WHAT THIS TASK INVOLVES: Copy out, word for word, every line of the data from the one containing "Can you spot the grass lawn" down to the one containing "[[573, 152, 596, 169], [342, 143, 367, 158]]", including both of those lines.

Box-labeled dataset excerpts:
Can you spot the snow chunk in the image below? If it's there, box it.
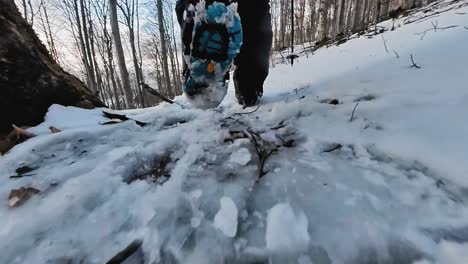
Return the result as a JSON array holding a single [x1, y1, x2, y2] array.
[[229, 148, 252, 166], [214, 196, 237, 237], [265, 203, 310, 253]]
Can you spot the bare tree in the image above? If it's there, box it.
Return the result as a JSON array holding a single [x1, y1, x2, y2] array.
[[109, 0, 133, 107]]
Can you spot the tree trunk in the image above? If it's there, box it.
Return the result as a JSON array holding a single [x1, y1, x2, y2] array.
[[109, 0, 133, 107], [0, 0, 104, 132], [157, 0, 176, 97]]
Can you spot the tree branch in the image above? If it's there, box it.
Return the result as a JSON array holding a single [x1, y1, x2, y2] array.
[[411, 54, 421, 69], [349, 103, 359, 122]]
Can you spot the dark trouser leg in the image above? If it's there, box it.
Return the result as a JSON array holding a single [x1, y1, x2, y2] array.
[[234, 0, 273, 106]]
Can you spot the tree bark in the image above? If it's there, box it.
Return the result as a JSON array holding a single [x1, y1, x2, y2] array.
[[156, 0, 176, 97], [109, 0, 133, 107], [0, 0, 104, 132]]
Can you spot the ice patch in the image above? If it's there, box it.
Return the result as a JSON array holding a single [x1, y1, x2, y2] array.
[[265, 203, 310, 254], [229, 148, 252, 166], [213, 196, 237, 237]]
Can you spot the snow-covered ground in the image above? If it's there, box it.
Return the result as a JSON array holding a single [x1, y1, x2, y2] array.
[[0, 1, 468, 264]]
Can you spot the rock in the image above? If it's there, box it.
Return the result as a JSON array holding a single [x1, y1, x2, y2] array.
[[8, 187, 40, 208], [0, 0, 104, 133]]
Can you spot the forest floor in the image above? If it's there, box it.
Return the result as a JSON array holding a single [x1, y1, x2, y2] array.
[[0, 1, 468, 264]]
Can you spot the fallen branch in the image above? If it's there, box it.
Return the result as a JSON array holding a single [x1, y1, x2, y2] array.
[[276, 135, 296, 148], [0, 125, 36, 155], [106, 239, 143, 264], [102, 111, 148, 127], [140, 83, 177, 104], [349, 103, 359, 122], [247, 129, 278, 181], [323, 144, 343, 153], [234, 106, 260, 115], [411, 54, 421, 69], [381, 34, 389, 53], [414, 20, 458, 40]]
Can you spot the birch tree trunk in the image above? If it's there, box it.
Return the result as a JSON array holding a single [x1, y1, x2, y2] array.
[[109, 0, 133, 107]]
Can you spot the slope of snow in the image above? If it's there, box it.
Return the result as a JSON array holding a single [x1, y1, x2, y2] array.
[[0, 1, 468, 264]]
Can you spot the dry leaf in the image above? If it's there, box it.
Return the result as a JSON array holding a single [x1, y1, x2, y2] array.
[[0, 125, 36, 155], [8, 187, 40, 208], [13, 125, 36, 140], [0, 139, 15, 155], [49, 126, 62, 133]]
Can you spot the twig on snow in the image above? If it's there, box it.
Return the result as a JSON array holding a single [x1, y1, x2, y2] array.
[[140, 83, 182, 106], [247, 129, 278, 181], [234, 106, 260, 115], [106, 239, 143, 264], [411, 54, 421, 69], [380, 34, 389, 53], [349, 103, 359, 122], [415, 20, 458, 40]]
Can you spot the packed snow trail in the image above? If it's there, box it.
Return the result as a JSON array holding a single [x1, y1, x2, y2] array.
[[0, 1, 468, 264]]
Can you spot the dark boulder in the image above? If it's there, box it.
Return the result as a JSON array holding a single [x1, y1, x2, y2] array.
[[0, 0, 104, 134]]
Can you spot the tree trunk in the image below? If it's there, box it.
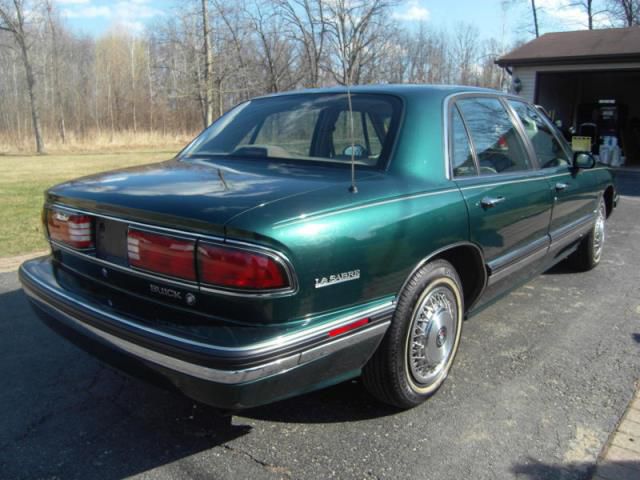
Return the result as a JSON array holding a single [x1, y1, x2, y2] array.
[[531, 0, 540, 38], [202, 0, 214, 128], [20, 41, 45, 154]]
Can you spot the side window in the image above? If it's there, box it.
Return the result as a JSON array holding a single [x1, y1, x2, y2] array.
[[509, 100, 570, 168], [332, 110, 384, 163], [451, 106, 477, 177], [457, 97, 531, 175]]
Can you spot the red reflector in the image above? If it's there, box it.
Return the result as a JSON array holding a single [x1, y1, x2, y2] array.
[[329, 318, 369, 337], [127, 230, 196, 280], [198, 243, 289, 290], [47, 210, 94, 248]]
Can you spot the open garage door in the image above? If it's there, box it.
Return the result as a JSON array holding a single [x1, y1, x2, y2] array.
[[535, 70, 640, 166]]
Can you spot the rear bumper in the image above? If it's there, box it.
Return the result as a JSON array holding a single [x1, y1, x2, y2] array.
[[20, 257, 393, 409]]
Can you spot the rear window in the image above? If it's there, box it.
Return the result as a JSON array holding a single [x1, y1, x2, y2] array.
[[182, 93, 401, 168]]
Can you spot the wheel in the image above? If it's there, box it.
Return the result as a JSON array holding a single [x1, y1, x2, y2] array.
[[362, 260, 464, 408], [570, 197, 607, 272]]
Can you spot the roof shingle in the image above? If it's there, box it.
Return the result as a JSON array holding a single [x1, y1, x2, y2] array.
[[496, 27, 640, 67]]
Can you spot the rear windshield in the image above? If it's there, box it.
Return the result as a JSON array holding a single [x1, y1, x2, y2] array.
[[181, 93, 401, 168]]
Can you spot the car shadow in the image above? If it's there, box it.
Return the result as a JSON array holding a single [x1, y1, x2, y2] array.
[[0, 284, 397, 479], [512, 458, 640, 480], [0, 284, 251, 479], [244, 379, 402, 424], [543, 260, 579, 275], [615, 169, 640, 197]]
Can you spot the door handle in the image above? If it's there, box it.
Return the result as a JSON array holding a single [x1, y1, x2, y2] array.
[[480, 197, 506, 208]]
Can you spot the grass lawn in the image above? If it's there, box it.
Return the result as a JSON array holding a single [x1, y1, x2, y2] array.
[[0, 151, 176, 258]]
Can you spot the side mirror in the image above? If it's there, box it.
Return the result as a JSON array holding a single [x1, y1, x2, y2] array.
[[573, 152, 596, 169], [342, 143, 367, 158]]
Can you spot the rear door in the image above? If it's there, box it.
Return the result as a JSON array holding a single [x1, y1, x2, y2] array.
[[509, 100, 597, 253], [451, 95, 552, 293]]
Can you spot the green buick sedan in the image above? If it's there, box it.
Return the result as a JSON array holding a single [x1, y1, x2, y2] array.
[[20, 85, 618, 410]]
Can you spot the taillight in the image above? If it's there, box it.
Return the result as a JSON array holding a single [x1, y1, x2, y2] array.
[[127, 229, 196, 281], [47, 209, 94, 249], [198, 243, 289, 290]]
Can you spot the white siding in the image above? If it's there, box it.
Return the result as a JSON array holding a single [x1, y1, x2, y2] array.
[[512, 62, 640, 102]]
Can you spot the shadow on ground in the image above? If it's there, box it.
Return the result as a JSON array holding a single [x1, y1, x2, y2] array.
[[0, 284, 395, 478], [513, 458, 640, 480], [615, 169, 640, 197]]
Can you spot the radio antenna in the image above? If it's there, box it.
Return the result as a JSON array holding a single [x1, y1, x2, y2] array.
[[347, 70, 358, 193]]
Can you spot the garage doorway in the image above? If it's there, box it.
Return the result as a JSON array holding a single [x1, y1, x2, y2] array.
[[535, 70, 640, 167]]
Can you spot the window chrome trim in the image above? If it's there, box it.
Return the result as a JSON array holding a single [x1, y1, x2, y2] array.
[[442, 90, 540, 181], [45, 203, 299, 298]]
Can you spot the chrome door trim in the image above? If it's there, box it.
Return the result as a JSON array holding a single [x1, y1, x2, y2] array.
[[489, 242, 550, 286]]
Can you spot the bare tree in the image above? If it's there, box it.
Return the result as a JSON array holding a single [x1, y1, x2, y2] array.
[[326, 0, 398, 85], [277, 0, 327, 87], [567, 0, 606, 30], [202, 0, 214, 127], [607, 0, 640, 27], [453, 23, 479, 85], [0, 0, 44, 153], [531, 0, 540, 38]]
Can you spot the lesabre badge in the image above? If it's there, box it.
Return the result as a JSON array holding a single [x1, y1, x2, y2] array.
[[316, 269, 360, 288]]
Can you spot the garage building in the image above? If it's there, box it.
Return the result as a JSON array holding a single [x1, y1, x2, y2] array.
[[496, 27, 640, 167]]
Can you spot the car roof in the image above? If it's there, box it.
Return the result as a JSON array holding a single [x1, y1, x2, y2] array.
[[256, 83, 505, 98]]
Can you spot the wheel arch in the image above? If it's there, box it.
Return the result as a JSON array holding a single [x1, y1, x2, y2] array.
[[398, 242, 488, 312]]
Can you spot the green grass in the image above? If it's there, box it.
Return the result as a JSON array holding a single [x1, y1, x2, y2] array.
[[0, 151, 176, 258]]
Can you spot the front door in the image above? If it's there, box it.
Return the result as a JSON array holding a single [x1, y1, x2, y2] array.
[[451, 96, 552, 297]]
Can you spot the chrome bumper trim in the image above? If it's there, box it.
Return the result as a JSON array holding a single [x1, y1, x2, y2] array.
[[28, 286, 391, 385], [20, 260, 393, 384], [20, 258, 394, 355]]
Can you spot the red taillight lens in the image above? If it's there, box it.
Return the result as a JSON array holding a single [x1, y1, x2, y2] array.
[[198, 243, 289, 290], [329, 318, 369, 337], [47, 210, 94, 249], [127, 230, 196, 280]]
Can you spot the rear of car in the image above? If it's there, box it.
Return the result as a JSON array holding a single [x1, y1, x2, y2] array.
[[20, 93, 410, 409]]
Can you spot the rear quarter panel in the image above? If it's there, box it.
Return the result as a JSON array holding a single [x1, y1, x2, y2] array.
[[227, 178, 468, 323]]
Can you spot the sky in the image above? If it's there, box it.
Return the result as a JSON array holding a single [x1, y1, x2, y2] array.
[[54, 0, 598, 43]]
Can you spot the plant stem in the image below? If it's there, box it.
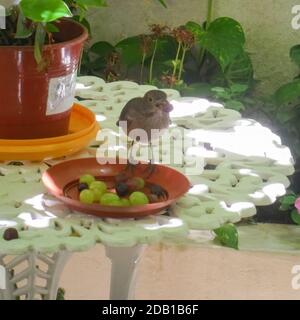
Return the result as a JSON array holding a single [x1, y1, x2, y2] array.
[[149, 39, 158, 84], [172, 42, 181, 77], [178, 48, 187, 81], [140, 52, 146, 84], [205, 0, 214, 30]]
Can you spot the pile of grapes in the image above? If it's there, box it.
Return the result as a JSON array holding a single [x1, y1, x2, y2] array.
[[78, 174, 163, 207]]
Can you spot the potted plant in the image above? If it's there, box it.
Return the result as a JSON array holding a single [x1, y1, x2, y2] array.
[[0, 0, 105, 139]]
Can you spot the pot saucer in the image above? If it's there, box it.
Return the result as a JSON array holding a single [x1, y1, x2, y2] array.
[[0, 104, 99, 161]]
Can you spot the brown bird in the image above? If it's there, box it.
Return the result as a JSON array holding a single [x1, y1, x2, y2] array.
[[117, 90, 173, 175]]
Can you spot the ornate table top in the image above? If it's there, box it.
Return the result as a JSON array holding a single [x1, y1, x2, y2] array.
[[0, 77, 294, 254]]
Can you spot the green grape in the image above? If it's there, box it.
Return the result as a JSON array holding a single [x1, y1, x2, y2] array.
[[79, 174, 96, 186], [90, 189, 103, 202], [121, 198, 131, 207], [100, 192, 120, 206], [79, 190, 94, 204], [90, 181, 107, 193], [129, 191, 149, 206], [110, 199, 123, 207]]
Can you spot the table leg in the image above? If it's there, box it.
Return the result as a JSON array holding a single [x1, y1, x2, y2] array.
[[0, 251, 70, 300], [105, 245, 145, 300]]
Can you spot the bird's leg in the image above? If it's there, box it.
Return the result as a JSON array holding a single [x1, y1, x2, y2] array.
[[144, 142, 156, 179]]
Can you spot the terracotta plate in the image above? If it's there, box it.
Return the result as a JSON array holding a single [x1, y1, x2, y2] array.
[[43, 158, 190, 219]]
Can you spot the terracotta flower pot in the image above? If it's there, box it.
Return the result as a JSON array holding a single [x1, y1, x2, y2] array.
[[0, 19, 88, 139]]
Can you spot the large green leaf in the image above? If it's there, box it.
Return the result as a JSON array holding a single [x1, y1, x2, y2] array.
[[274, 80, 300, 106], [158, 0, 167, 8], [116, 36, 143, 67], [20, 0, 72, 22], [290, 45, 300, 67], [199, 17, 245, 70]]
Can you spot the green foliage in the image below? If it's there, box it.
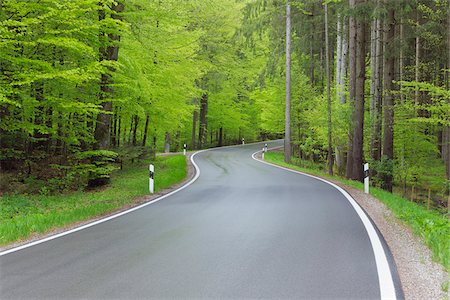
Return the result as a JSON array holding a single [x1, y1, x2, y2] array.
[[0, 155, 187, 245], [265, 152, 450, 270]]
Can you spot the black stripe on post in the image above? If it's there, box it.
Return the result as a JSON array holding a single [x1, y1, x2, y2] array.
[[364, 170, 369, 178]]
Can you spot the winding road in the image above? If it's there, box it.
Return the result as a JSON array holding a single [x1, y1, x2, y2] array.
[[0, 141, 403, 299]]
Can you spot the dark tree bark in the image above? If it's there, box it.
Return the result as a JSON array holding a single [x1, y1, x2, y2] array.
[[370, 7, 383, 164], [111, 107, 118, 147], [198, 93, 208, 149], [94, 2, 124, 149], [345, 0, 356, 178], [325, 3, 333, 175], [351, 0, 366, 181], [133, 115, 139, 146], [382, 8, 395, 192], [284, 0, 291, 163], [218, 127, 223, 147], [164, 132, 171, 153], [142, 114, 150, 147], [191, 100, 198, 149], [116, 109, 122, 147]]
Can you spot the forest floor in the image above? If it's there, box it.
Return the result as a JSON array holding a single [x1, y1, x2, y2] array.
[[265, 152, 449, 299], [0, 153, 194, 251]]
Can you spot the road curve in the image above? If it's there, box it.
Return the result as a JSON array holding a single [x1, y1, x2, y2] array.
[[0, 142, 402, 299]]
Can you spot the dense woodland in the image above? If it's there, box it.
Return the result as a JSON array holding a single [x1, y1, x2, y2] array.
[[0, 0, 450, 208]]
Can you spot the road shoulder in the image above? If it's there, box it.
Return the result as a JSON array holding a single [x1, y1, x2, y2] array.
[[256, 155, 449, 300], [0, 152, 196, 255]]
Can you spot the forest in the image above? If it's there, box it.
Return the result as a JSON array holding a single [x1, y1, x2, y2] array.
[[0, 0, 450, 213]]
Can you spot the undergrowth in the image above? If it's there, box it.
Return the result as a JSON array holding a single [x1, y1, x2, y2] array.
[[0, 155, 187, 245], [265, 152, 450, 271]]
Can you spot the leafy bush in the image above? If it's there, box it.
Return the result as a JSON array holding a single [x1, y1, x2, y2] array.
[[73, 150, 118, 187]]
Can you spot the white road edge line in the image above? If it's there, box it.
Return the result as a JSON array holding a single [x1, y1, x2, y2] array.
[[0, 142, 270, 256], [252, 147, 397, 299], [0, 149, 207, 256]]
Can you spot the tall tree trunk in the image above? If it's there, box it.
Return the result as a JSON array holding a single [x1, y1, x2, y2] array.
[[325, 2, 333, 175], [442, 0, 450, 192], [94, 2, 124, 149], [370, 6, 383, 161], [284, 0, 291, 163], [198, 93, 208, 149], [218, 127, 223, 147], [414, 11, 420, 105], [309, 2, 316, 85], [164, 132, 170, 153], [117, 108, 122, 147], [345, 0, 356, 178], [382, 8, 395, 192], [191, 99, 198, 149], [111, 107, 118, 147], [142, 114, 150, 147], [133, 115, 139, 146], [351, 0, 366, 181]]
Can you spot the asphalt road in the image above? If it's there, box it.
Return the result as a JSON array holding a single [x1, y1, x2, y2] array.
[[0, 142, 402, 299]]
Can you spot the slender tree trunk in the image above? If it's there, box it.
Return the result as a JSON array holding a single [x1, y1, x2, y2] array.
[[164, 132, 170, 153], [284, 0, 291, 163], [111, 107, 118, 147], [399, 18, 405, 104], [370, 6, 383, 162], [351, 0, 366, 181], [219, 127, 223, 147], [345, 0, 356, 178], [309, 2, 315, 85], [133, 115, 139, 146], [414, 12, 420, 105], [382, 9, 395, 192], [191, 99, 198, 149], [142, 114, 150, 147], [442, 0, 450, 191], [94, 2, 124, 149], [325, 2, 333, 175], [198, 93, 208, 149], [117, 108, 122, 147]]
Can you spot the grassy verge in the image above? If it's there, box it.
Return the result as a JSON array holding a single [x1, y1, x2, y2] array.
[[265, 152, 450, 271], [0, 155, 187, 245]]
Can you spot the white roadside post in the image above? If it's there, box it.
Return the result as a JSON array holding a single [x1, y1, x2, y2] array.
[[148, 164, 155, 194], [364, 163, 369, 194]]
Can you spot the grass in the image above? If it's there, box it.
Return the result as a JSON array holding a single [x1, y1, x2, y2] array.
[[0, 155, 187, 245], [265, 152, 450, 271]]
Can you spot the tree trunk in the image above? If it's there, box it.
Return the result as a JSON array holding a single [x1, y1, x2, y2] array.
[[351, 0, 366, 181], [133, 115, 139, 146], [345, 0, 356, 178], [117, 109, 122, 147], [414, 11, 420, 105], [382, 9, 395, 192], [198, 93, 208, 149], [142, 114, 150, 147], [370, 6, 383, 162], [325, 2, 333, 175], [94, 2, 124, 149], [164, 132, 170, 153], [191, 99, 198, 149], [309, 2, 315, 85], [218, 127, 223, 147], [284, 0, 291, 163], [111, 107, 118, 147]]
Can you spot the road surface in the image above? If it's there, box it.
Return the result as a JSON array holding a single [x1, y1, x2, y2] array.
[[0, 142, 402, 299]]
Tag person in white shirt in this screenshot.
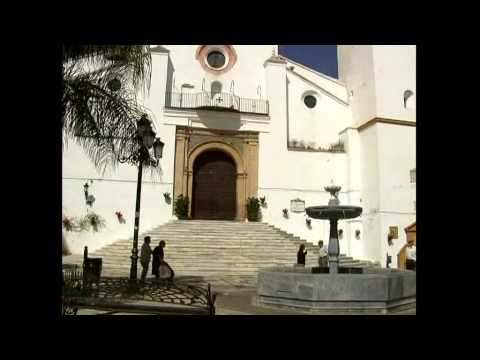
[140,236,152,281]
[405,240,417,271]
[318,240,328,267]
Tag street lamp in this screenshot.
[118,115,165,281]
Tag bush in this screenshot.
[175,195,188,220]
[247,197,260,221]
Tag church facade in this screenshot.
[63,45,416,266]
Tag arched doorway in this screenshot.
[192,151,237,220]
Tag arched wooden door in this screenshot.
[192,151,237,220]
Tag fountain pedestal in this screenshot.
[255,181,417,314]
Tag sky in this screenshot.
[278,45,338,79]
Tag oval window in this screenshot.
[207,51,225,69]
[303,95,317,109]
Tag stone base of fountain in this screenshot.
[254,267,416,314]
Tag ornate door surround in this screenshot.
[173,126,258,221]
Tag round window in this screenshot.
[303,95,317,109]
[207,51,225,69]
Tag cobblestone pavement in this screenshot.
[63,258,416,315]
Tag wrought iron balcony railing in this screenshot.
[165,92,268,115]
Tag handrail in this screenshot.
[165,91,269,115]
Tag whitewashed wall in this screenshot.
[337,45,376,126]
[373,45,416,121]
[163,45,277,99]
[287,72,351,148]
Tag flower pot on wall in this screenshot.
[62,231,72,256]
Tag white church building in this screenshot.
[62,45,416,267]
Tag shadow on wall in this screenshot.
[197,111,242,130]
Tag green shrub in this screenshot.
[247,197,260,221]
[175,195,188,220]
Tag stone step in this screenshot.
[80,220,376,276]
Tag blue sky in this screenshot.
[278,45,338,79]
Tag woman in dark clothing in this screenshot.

ANSWER TO THE PROBLEM:
Can you spot the grass lawn in the image above? If it's there, box it.
Return the result as a JSON array holding a single [x1, y1, x2, y2] array.
[[0, 151, 176, 258]]
Can you spot the side mirror in the image above? If it's there, box it.
Return the result as a JSON array holding a single [x1, y1, x2, y2] array.
[[573, 152, 596, 169], [342, 143, 367, 158]]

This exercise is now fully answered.